- _GOAL_
Find "Reviewer note: confirm that every instance of the metal" in the records that follow; print that line and each subsequent line through the last one, verbatim and with nothing added.
>>>
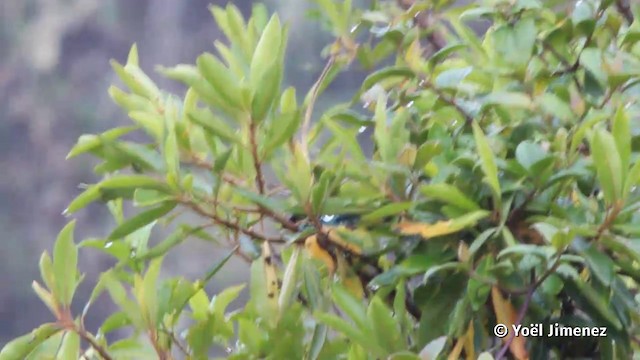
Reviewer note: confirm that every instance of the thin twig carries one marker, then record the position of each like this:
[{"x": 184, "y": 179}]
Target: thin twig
[
  {"x": 176, "y": 341},
  {"x": 306, "y": 124},
  {"x": 225, "y": 223},
  {"x": 521, "y": 314},
  {"x": 625, "y": 10},
  {"x": 525, "y": 306},
  {"x": 256, "y": 158},
  {"x": 608, "y": 221},
  {"x": 84, "y": 335}
]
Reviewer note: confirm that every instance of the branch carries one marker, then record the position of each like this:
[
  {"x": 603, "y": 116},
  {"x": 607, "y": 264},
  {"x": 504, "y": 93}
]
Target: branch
[
  {"x": 225, "y": 223},
  {"x": 256, "y": 159},
  {"x": 608, "y": 221},
  {"x": 521, "y": 314},
  {"x": 84, "y": 335},
  {"x": 527, "y": 300}
]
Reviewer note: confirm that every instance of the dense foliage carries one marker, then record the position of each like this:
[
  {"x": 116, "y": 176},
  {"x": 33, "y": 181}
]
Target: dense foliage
[{"x": 502, "y": 189}]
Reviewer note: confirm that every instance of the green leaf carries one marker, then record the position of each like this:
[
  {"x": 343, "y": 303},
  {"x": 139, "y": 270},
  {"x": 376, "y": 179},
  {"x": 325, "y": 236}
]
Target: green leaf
[
  {"x": 132, "y": 181},
  {"x": 221, "y": 301},
  {"x": 46, "y": 271},
  {"x": 608, "y": 165},
  {"x": 449, "y": 194},
  {"x": 141, "y": 219},
  {"x": 514, "y": 43},
  {"x": 118, "y": 294},
  {"x": 149, "y": 302},
  {"x": 509, "y": 99},
  {"x": 263, "y": 56},
  {"x": 433, "y": 349},
  {"x": 600, "y": 263},
  {"x": 91, "y": 194},
  {"x": 591, "y": 59},
  {"x": 353, "y": 308},
  {"x": 136, "y": 80},
  {"x": 221, "y": 79},
  {"x": 65, "y": 263},
  {"x": 386, "y": 73},
  {"x": 529, "y": 153},
  {"x": 214, "y": 125},
  {"x": 385, "y": 327},
  {"x": 352, "y": 333},
  {"x": 289, "y": 281},
  {"x": 551, "y": 104},
  {"x": 90, "y": 142},
  {"x": 487, "y": 162},
  {"x": 266, "y": 90},
  {"x": 621, "y": 131},
  {"x": 21, "y": 347}
]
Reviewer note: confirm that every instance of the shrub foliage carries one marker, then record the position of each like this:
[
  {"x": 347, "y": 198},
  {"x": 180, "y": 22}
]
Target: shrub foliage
[{"x": 502, "y": 189}]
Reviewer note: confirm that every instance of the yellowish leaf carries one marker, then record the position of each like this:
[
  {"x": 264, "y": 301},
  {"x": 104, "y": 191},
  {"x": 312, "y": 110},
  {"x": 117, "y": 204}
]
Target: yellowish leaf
[
  {"x": 444, "y": 227},
  {"x": 427, "y": 231},
  {"x": 506, "y": 315},
  {"x": 271, "y": 275},
  {"x": 315, "y": 251}
]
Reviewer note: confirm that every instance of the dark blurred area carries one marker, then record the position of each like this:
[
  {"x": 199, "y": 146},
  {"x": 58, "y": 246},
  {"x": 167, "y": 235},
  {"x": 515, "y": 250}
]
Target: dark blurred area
[{"x": 54, "y": 75}]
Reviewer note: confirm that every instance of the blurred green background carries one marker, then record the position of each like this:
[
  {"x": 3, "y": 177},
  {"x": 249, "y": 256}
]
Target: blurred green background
[{"x": 54, "y": 75}]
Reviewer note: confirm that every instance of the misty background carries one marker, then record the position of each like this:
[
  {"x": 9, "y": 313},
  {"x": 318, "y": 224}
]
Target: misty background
[{"x": 54, "y": 75}]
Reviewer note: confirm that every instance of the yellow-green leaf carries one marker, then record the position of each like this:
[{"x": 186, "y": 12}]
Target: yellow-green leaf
[
  {"x": 65, "y": 262},
  {"x": 608, "y": 165},
  {"x": 487, "y": 162},
  {"x": 441, "y": 228}
]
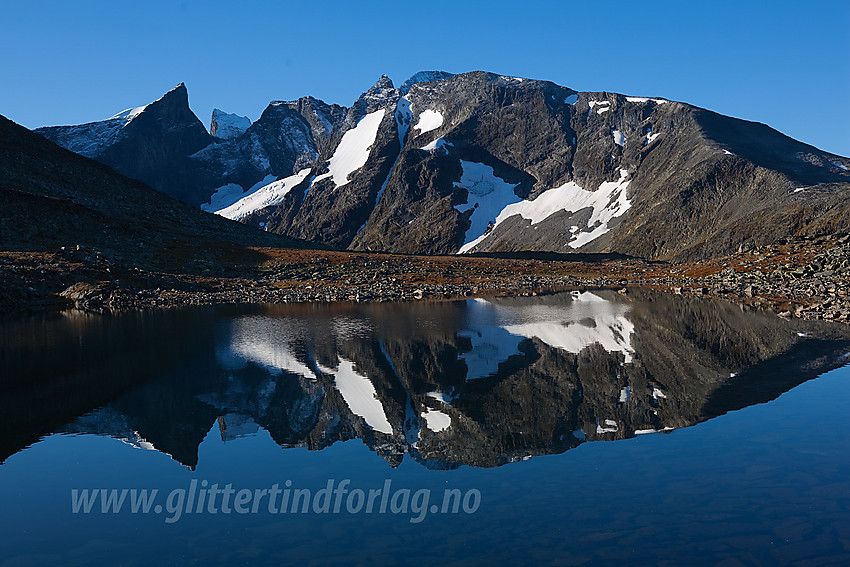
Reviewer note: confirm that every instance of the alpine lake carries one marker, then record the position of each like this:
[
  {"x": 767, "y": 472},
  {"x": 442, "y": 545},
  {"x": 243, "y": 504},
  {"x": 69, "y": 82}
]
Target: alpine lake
[{"x": 583, "y": 428}]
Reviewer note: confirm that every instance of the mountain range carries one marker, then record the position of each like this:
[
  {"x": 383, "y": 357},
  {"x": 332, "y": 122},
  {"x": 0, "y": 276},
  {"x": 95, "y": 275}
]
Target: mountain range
[{"x": 480, "y": 162}]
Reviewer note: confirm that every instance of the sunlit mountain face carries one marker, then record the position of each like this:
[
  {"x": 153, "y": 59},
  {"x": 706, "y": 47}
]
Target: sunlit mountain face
[{"x": 478, "y": 382}]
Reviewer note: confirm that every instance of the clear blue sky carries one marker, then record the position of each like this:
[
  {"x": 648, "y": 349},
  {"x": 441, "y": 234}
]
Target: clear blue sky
[{"x": 783, "y": 63}]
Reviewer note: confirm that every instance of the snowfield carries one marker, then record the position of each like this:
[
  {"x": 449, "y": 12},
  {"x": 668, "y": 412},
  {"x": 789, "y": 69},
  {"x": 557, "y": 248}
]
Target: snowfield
[
  {"x": 353, "y": 150},
  {"x": 265, "y": 196},
  {"x": 429, "y": 120},
  {"x": 608, "y": 202}
]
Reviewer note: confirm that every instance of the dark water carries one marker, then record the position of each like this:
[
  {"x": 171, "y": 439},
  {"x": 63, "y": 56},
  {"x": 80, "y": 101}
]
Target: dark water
[{"x": 580, "y": 429}]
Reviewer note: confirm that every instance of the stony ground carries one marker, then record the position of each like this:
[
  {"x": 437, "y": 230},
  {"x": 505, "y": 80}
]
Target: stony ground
[{"x": 807, "y": 279}]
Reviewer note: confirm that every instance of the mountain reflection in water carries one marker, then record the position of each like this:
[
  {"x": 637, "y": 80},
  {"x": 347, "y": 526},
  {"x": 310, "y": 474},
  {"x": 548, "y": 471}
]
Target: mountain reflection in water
[{"x": 478, "y": 382}]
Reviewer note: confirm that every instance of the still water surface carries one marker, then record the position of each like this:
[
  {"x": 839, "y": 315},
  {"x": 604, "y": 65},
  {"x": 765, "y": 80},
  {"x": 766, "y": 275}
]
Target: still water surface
[{"x": 577, "y": 429}]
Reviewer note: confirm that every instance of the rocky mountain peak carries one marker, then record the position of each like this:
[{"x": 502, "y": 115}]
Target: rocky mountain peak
[
  {"x": 228, "y": 126},
  {"x": 424, "y": 77}
]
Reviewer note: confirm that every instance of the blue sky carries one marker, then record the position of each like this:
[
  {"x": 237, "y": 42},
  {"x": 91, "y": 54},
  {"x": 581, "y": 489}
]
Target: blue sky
[{"x": 783, "y": 63}]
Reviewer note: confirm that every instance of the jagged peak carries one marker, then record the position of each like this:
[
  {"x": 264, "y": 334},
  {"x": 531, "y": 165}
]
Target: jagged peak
[
  {"x": 424, "y": 77},
  {"x": 382, "y": 84}
]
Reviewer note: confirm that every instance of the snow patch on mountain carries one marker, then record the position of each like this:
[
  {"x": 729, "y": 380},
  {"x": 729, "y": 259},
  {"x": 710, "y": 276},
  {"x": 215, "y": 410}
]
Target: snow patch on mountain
[
  {"x": 424, "y": 77},
  {"x": 608, "y": 202},
  {"x": 488, "y": 195},
  {"x": 128, "y": 115},
  {"x": 228, "y": 126},
  {"x": 429, "y": 120},
  {"x": 353, "y": 150},
  {"x": 227, "y": 195},
  {"x": 604, "y": 106},
  {"x": 650, "y": 137},
  {"x": 403, "y": 118},
  {"x": 436, "y": 145},
  {"x": 619, "y": 138},
  {"x": 267, "y": 195}
]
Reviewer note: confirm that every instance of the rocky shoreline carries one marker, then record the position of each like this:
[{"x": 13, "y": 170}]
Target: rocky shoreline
[{"x": 805, "y": 279}]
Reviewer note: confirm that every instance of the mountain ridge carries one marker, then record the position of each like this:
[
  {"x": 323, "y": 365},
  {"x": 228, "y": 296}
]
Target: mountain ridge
[{"x": 460, "y": 162}]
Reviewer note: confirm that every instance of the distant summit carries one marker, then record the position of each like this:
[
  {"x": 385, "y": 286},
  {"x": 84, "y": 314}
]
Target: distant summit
[{"x": 424, "y": 77}]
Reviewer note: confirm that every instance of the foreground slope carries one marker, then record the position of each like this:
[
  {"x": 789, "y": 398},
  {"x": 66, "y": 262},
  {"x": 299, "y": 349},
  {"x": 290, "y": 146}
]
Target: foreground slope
[
  {"x": 480, "y": 162},
  {"x": 53, "y": 198}
]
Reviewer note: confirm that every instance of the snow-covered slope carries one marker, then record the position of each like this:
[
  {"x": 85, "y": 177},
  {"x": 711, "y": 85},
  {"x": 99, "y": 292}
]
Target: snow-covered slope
[
  {"x": 227, "y": 126},
  {"x": 480, "y": 162}
]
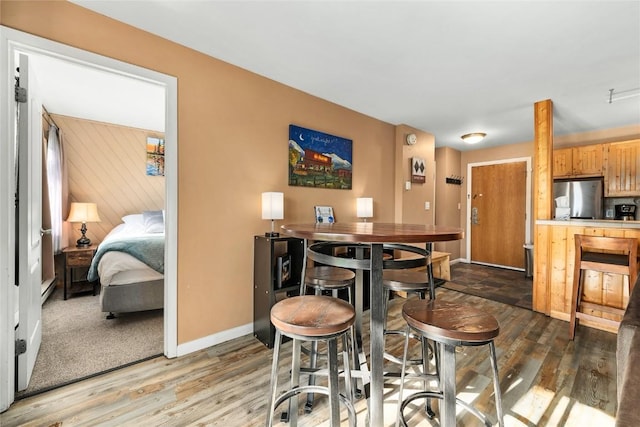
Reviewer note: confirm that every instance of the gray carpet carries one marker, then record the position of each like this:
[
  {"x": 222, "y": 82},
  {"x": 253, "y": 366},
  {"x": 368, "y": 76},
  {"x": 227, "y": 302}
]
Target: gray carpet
[{"x": 78, "y": 341}]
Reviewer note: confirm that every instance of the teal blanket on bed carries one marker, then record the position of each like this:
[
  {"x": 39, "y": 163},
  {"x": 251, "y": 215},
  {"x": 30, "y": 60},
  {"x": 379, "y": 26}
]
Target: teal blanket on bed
[{"x": 149, "y": 250}]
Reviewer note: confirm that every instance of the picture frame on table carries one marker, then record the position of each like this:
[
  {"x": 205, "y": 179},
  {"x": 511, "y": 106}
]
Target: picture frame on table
[{"x": 324, "y": 214}]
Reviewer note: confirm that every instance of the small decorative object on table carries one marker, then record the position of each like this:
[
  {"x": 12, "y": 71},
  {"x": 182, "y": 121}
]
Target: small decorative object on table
[{"x": 324, "y": 214}]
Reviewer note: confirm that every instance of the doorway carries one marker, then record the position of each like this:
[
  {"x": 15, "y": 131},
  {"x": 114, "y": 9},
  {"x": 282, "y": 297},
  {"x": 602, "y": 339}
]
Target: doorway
[
  {"x": 498, "y": 223},
  {"x": 12, "y": 43}
]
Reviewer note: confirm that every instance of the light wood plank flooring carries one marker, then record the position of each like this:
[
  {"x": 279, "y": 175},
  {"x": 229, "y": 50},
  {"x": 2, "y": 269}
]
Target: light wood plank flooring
[{"x": 546, "y": 380}]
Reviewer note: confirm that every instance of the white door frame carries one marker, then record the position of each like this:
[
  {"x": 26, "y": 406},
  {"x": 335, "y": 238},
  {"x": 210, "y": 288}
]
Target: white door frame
[
  {"x": 12, "y": 41},
  {"x": 528, "y": 224}
]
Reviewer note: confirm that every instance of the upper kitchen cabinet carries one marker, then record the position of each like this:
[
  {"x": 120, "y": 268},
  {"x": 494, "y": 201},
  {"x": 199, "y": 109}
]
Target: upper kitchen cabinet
[
  {"x": 584, "y": 161},
  {"x": 622, "y": 170}
]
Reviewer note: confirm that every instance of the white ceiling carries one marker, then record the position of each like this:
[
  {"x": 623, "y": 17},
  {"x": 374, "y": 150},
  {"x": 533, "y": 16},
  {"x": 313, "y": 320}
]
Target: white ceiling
[
  {"x": 447, "y": 68},
  {"x": 79, "y": 90}
]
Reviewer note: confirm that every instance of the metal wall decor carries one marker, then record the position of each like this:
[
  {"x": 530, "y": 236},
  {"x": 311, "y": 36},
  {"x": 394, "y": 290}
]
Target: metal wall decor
[{"x": 418, "y": 170}]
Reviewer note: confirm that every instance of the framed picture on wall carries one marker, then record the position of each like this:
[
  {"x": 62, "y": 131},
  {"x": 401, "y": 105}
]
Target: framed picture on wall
[
  {"x": 418, "y": 170},
  {"x": 317, "y": 159}
]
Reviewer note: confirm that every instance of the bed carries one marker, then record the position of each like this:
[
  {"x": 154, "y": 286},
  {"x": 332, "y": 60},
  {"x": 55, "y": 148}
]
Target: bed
[{"x": 129, "y": 263}]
<<<
- _RESPONSE FOR THIS EXERCISE_
Reviewer note: confirm that every instance of the metal wall decor carries one marker, then record the position of each like this:
[
  {"x": 530, "y": 236},
  {"x": 311, "y": 36},
  {"x": 394, "y": 290}
]
Target: metal wall decor
[{"x": 418, "y": 170}]
Reviewer note: confirm that every instance of the framed picture on wall carries one marker, then record the position of each like this:
[
  {"x": 62, "y": 131},
  {"x": 401, "y": 105}
]
Target: framed picture on wall
[
  {"x": 418, "y": 170},
  {"x": 317, "y": 159}
]
Reviewer note: confirm that every instance of the bed carries one marker, then record the position of each like this:
[
  {"x": 154, "y": 286},
  {"x": 332, "y": 60},
  {"x": 55, "y": 148}
]
Target: bed
[{"x": 129, "y": 263}]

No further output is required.